> [TASKS TO CARRY OUT]
(1) From the piece on the argument to consequences fallacy, list every other term or related concept it gives for this fallacy.
(2) According to the piece on the argument to consequences fallacy, how did the sociologist in the example reach her finding?
(3) Carry on the piece about the argument to consequences fallacy from its last sentence.

> [STUDY TEXT]
━━━
Monday, January 28, 2013

Argument to Consequences

Other Terms and/or Related Concepts

Argument to repercussions; appeal to fear; swinging the big stick; wishful thinking.



Description

The "classic" version of this fallacy is the common case where an advocate will not entertain the possibility that an opponent's argument is correct, because if it is correct there will be adverse consequences.

Example

Margaret Chemise says to Claude Nads: "I was reading about a sociologist who has found that there are differences in the average intelligence of different racial groups. She found this out by conducting what she claims was a culturally neutral IQ test." Claude responds: "Well she must have got it wrong. There isn't an average difference in IQ between different races of people because if there was, it would allow bigots to justify their racism."

Comment

When delusional advocates believe something to be true or false because they want it to be true or false, an argument to consequences is involved. When they are hopeful for a positive consequence, they are engaging in a particular version of argument to consequences called wishful thinking. In the example above however, Claude invokes an argument to adverse consequences.
━━━
Natural language region descriptions:
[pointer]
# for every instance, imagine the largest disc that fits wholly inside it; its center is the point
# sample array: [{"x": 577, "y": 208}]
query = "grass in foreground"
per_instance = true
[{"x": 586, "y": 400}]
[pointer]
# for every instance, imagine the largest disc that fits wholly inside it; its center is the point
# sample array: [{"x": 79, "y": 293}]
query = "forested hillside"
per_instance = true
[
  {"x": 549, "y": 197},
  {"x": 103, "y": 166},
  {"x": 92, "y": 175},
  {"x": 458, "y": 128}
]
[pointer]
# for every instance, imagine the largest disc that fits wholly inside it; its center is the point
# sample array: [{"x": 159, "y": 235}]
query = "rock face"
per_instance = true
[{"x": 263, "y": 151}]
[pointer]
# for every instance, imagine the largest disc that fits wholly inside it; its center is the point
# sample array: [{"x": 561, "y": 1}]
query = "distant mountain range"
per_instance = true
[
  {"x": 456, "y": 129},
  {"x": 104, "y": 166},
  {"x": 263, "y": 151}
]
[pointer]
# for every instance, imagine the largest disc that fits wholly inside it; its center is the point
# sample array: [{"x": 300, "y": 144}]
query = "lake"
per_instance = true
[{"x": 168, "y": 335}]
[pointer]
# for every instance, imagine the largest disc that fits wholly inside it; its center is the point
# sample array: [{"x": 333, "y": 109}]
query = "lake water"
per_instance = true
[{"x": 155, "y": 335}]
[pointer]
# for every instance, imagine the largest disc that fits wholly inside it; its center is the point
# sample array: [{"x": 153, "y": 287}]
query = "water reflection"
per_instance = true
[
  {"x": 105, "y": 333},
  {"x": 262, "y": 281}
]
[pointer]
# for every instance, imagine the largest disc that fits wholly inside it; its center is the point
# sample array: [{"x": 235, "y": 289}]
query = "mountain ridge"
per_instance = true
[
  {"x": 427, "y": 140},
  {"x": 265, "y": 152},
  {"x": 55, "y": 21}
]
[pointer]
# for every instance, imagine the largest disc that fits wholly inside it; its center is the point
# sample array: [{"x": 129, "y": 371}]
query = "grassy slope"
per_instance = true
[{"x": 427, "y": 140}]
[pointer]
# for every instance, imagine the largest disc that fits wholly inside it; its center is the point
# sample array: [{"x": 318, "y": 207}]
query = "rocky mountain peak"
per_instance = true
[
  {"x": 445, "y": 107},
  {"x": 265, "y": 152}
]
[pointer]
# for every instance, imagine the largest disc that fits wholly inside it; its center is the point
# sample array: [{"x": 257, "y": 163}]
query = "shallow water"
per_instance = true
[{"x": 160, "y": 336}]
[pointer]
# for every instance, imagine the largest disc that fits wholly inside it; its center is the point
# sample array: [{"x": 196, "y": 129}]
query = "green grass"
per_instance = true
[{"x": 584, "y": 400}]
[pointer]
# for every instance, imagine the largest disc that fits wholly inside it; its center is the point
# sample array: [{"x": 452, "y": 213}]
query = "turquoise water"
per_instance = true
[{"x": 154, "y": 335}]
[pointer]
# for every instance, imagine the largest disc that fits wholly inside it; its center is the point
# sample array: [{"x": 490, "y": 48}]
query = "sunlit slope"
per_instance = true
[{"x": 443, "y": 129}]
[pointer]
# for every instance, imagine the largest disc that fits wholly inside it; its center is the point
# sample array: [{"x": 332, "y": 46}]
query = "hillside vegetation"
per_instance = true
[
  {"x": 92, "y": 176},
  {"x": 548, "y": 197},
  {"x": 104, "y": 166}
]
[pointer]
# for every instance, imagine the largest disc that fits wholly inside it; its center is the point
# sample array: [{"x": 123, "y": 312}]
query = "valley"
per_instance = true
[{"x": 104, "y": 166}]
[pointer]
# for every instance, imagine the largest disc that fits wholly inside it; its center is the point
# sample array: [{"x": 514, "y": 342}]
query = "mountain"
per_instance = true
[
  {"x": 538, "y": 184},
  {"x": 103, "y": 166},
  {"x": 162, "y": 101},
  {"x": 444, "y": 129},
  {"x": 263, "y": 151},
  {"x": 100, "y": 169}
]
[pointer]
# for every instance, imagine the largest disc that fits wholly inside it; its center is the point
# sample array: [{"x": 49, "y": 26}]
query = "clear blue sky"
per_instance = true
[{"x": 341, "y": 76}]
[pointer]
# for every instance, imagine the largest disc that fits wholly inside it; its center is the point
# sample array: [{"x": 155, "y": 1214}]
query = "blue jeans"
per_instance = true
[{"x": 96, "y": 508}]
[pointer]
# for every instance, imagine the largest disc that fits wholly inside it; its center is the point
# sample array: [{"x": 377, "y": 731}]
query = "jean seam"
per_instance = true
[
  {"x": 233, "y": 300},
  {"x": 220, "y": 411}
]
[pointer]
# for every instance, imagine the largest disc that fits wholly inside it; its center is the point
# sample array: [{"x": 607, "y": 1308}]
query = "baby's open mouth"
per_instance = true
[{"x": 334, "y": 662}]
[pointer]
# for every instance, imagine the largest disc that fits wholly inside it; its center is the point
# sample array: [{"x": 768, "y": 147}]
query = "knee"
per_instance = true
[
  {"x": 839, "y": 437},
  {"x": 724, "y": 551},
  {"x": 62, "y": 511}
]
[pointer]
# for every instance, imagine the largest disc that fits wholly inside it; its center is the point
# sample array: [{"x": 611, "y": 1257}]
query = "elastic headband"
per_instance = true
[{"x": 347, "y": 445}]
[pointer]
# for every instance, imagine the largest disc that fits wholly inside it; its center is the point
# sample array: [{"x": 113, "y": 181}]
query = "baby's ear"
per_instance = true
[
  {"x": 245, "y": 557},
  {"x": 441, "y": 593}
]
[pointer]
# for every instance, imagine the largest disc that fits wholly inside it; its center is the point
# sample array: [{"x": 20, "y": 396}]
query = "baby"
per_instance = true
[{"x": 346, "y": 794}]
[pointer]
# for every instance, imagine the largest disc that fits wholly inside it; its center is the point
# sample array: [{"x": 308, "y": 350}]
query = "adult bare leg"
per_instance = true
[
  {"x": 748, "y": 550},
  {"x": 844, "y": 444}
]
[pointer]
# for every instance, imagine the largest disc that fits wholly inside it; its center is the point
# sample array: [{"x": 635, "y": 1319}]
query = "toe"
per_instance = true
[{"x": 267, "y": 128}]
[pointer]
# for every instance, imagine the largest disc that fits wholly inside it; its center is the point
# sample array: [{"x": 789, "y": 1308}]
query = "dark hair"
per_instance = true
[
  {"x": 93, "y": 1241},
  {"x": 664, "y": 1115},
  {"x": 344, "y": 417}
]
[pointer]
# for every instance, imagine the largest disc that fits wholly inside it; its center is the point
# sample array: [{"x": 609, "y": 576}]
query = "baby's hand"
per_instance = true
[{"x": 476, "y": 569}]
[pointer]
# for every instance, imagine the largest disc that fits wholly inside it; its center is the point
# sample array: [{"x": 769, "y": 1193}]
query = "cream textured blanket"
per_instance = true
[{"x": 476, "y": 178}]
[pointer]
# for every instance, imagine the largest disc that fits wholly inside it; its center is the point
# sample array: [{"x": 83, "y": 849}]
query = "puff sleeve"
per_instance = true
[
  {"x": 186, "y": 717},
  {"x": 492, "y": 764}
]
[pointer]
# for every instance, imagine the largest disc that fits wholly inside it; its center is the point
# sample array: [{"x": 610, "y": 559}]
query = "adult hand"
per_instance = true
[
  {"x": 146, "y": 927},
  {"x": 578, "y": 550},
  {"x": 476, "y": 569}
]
━━━
> [RESPONSES TO THE TASKS]
(1) Argument to repercussions; appeal to fear; swinging the big stick; wishful thinking.

(2) By conducting what she claims was a culturally neutral IQ test.

(3)
He reasons that differences in IQ between racial groups must not exist, because if they did exist it would adversely affect race relations. In doing so he is making an unjustifiable assertion. He would be better off addressing his core concerns about race relations by engaging in subtle and complex arguments about: (a) whether or not culturally neutral IQ tests can ever be constructed; and (b) whether statistically significant differences between populations are relevant to public policy. In the end, there may be an argument for not conducting IQ tests across racial and cultural groups, but there cannot be a reasoned argument for simply declaring รก priori that there are no differences in IQ.

The key factor here is not whether the proponent agrees or disagrees with a study, assertion, argument, proposition or conclusion (because of what it says). It is the quality of the reasoning behind the agreement or disagreement, (why it says it) that is important. If the reasoning boils down to a general case of the following form: "X cannot be true because it ought not to be true," (or "Y must be true because it ought to be true") then the wishful (non)thinker is wallowing in the fallacy and fantasy world of argument to consequences.

A pernicious form of the argument to adverse consequences fallacy occurs when researchers engaged in some form of advocacy research, assume that results which do not agree with their cherished hypothesis cannot be "true". The individual in such circumstances is forced to contemplate a very unpleasant proposition, which might be put as follows: "My career to date has been based on false assumptions, and I have therefore wasted years of diligent effort."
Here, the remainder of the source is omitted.